[Dataset records on object locations]
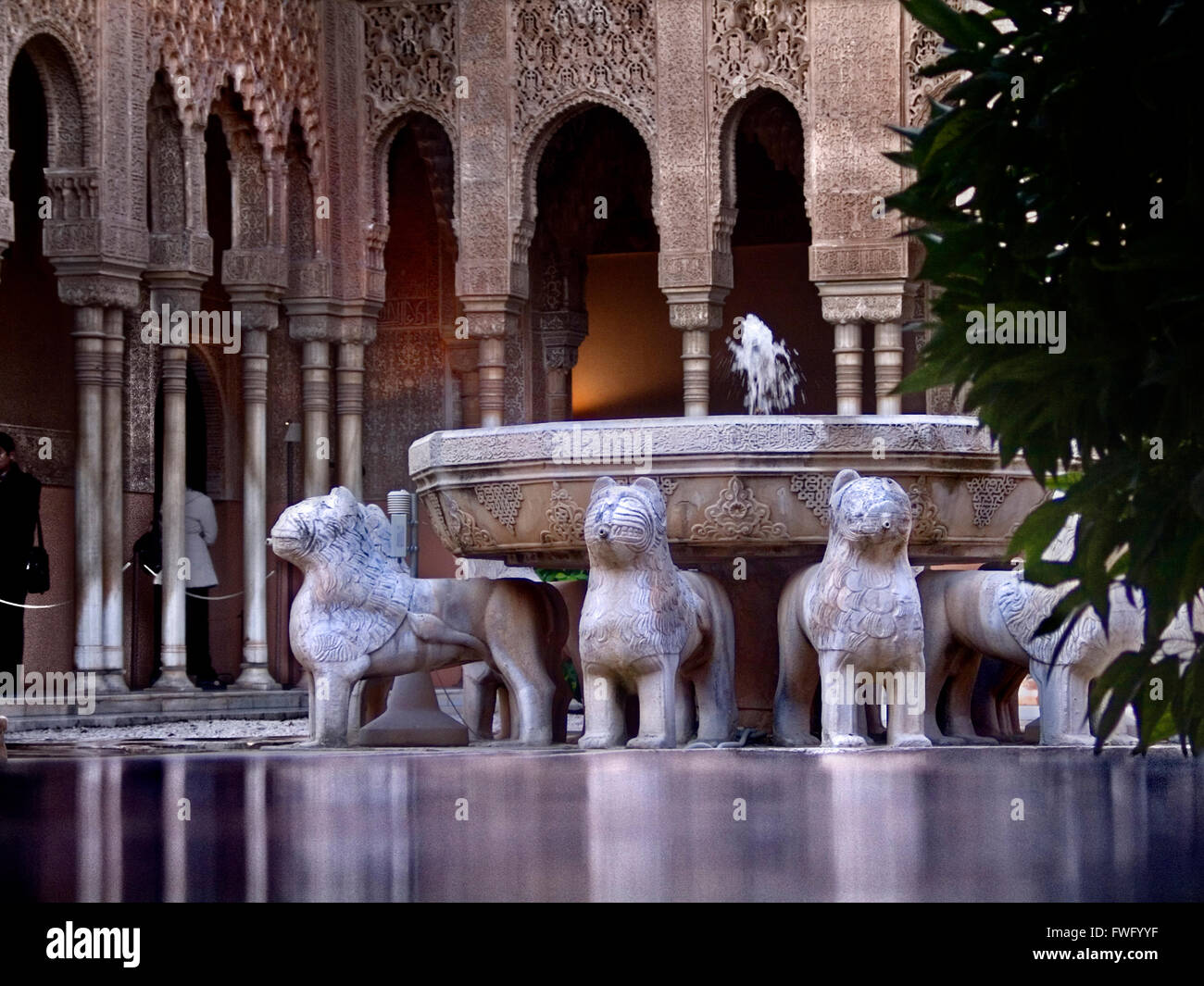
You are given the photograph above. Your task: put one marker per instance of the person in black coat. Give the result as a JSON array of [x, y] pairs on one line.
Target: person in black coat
[[19, 501]]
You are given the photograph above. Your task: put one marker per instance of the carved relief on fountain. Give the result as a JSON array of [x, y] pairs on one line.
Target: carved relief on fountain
[[759, 481]]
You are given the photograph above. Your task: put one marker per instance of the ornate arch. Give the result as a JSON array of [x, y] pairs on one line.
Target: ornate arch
[[530, 153], [434, 140], [272, 63], [723, 141], [71, 116], [754, 46], [248, 179], [167, 205], [203, 363]]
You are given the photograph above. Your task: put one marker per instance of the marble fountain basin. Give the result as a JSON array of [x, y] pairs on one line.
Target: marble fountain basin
[[749, 485]]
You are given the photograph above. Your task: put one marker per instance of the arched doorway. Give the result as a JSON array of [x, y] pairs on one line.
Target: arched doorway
[[602, 347], [37, 399], [763, 161], [406, 368]]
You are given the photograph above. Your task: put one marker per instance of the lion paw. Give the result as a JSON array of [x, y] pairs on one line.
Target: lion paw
[[1070, 740], [911, 742], [847, 741], [650, 743], [796, 740], [596, 742]]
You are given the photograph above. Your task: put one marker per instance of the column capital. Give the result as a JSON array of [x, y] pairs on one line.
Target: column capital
[[180, 253], [697, 311], [329, 319], [862, 301], [696, 269]]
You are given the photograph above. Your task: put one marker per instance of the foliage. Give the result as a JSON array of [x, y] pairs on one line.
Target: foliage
[[1062, 175], [561, 574]]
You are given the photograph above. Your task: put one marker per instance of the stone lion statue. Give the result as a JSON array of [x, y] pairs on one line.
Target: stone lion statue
[[649, 629], [360, 614], [854, 619], [996, 614]]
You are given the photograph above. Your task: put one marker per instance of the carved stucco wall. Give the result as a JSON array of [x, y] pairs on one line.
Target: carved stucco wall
[[270, 53]]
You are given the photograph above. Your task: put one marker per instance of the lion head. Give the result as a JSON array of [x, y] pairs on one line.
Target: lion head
[[342, 547], [870, 511], [626, 525]]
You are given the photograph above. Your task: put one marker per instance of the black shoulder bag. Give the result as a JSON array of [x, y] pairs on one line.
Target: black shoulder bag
[[37, 568]]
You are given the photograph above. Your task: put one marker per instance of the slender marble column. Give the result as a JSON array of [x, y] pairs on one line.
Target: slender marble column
[[887, 366], [254, 512], [470, 399], [175, 404], [89, 343], [112, 628], [492, 375], [847, 368], [316, 408], [696, 319], [349, 408]]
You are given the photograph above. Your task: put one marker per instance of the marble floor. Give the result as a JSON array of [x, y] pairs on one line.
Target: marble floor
[[266, 820]]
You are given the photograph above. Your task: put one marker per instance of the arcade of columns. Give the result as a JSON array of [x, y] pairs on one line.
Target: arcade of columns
[[309, 108]]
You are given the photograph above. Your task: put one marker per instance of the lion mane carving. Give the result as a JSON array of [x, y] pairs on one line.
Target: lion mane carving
[[361, 614], [648, 628], [855, 613]]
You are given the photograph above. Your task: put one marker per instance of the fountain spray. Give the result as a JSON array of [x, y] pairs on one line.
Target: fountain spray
[[770, 375]]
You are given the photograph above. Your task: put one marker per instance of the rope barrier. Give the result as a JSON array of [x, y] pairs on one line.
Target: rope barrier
[[149, 571], [34, 605]]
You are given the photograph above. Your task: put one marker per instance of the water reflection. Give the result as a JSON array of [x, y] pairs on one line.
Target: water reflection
[[739, 825]]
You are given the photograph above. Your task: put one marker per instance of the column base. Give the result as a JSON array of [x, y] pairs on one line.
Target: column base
[[111, 682], [173, 680], [256, 677]]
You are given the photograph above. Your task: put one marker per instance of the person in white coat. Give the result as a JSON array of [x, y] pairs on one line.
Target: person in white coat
[[200, 531]]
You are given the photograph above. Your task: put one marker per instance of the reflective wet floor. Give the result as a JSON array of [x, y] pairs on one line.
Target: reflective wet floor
[[963, 824]]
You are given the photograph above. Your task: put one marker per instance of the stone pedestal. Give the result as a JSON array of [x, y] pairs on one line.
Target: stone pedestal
[[412, 718]]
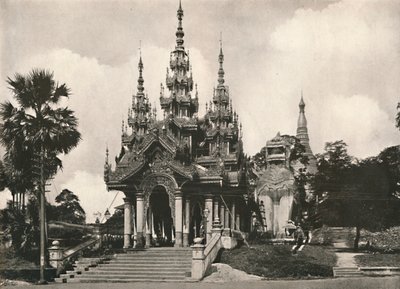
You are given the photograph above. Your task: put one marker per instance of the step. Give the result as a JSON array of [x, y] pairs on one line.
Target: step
[[133, 273], [122, 277], [135, 257], [118, 280], [147, 267], [148, 261]]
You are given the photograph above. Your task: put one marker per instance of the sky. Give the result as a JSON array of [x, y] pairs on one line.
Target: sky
[[343, 55]]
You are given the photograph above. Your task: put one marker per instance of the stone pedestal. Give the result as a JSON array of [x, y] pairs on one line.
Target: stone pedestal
[[139, 221], [187, 224], [209, 207], [127, 223], [198, 260], [56, 255], [178, 219]]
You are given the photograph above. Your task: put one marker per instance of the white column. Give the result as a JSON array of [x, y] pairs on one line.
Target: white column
[[209, 207], [178, 218], [226, 224], [216, 210], [233, 215], [148, 227], [187, 223], [127, 222], [222, 215], [139, 220]]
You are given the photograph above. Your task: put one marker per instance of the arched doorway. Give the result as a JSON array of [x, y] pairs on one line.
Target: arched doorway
[[196, 221], [161, 218]]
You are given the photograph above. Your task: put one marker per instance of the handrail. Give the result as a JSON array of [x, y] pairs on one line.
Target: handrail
[[212, 244], [204, 256], [73, 251]]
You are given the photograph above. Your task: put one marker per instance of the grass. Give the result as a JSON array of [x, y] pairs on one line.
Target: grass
[[277, 261], [378, 260]]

• **Work to do**: Rewrite the data from the line with "of the rope" up to and including the line with "[[200, 531]]", changing "column base" to "pillar base" and keeping everything else the same.

• **Solution**:
You are given the photograph above. Your task: put one marker per instance of the rope barrier. Give the result as a JSON array of [x, y] pairs on one line.
Target: rope barrier
[[149, 571], [34, 605]]
You are given the photograph above. Your task: put one marker per instance of the water reflection. Give the result as a JSON array of [x, y] pairs on one line.
Target: water reflection
[[739, 825]]
You are given the photograph above. Your task: put one marker per instance of the pillar base. Give the result as a JSON array of [x, y] pairs on one line.
Target: pillar base
[[111, 682], [173, 680], [256, 677]]
You are given the photograph above. Your task: put one marker per instance of the person in white coat. Give the result as a JSON array of [x, y] pairs on one line.
Target: person in white coat
[[200, 531]]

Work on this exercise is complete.